Exercise »
Using the listing below, print exactly everything from the line with "Provide the segmentation of every instance of the <item>red" down to the line with "Provide the segmentation of every instance of the <item>man", both included, and nothing more.

Input for this task »
■ ■ ■

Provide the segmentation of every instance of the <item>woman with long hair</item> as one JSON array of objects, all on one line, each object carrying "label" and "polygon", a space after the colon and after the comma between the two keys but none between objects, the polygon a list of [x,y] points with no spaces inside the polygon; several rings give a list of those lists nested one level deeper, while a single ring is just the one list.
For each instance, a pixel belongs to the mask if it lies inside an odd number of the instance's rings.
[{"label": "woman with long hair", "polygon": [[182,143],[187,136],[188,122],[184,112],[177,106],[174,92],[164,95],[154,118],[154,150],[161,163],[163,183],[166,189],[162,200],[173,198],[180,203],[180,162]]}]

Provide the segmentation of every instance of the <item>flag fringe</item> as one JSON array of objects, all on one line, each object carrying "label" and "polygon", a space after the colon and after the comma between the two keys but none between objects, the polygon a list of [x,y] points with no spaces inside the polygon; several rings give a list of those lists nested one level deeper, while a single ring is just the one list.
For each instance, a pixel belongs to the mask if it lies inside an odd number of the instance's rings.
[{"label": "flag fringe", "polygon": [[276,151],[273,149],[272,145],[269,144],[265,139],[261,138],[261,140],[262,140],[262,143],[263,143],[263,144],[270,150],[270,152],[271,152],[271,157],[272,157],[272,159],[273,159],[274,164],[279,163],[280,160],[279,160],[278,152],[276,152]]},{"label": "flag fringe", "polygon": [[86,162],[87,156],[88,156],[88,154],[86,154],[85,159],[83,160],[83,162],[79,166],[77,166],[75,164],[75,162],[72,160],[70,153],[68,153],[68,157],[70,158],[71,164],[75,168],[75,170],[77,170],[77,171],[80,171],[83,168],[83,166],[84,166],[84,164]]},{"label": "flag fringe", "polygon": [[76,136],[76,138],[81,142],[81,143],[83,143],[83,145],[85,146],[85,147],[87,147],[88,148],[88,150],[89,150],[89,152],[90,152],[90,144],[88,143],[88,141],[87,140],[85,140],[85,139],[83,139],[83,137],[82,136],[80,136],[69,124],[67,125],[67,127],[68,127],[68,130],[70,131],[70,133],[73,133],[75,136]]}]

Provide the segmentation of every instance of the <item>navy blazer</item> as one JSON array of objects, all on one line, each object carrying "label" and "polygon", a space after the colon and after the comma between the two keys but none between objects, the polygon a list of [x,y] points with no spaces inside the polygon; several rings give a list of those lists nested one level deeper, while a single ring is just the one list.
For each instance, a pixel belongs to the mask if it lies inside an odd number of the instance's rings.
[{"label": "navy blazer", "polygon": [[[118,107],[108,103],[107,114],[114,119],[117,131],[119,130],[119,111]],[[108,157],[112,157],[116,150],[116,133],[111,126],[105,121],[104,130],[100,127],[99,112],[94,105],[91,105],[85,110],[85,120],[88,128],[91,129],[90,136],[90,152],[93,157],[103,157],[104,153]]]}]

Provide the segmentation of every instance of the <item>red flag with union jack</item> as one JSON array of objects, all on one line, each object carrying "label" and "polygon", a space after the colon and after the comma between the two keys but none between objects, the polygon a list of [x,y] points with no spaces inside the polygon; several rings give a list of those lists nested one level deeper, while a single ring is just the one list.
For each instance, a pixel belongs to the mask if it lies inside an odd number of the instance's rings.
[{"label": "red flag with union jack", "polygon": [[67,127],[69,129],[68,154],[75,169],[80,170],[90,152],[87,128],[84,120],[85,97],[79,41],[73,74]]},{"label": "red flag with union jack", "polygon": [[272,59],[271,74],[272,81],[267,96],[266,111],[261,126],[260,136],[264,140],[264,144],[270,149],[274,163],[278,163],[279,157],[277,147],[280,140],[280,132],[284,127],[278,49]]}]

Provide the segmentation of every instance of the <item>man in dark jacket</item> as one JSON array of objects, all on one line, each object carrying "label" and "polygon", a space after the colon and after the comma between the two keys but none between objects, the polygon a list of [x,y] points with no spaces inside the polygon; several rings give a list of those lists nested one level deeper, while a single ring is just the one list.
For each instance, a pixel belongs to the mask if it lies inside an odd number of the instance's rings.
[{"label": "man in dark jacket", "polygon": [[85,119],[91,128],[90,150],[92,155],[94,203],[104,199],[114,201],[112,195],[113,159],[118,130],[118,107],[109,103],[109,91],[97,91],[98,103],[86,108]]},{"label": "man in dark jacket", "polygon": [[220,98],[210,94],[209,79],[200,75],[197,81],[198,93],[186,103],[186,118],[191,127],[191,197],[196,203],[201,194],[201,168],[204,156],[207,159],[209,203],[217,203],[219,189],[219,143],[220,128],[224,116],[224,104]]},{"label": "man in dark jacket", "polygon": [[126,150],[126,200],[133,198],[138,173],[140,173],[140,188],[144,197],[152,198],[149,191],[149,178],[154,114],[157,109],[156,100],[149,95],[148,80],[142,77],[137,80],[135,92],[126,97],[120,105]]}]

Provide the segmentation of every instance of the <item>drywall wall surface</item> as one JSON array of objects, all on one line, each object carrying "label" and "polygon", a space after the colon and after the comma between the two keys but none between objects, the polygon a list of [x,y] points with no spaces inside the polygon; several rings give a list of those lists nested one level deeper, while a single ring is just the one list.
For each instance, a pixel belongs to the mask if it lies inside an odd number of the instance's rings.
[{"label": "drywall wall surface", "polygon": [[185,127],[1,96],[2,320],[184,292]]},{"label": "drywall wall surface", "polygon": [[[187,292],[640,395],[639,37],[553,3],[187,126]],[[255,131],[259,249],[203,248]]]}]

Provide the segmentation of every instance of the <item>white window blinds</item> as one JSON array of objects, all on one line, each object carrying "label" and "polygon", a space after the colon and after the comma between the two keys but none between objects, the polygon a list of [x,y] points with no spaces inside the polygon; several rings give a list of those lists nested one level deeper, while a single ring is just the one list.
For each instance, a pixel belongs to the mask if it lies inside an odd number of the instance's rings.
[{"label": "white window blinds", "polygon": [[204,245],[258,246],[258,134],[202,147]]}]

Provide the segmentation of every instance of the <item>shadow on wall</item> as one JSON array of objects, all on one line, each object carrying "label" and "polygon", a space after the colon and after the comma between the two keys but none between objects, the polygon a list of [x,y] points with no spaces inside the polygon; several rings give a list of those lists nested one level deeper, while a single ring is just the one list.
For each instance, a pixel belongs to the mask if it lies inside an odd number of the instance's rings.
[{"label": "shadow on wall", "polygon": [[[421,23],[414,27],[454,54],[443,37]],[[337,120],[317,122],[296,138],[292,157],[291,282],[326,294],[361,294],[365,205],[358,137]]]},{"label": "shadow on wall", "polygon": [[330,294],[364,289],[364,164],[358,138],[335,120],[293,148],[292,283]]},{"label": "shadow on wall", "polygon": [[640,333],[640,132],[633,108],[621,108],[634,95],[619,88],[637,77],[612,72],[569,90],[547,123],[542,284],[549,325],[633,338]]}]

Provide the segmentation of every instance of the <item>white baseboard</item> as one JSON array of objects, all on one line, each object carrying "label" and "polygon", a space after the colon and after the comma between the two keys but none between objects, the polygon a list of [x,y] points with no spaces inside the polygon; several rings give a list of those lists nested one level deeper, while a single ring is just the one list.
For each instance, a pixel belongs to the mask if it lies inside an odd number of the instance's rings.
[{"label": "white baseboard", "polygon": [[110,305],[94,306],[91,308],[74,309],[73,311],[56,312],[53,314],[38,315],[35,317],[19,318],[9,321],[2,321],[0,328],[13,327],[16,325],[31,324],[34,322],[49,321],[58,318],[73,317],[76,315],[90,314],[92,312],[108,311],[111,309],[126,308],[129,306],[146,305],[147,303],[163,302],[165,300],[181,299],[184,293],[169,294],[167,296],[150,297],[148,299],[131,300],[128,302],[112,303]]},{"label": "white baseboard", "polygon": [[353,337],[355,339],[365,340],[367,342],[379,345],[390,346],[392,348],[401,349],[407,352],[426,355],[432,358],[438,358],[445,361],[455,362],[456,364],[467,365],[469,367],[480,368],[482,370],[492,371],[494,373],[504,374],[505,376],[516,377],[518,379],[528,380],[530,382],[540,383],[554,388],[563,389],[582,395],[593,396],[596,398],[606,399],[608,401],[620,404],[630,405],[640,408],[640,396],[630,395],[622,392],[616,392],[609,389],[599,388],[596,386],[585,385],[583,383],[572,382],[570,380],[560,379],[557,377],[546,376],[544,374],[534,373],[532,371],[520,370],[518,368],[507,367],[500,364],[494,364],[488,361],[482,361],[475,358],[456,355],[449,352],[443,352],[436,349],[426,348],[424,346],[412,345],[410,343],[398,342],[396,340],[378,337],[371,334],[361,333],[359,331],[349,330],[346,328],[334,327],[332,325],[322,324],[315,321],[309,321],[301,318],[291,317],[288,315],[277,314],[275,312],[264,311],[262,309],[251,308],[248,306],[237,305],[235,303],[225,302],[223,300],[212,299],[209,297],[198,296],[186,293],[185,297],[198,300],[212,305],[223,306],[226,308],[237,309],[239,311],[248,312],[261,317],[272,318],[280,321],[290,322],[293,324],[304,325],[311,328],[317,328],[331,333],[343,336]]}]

■ ■ ■

Answer below »
Provide the segmentation of every instance of the <item>red flag with union jack</item> as one JSON array of objects, all on one line, each object carrying "label" and "polygon", a space after the colon and after the comma between the two keys but none between objects, the polygon a list of [x,y] points with no spaces inside the polygon; several rings give a list of those lists nested one level deeper, while a single ring is just the one list.
For each instance, a pixel belongs to the mask if it lies inside an odd number of the instance's rings.
[{"label": "red flag with union jack", "polygon": [[67,127],[69,129],[68,154],[75,169],[80,170],[90,152],[87,128],[84,120],[85,97],[79,41],[73,74]]},{"label": "red flag with union jack", "polygon": [[272,59],[271,74],[272,81],[267,96],[266,111],[261,126],[260,136],[264,140],[264,144],[270,149],[274,163],[278,163],[279,157],[277,147],[280,140],[280,132],[284,127],[278,49]]}]

Provide the segmentation of every instance of the <item>man in dark jacket</item> as one JSON array of objects, all on one line, each object carrying "label" and "polygon", a space after the colon and after the comma between the two keys but none between objects, the polygon a list of [x,y] points with no spaces inside the polygon; several rings give a list of those lists nested one level deeper, while a single ring is just the one list.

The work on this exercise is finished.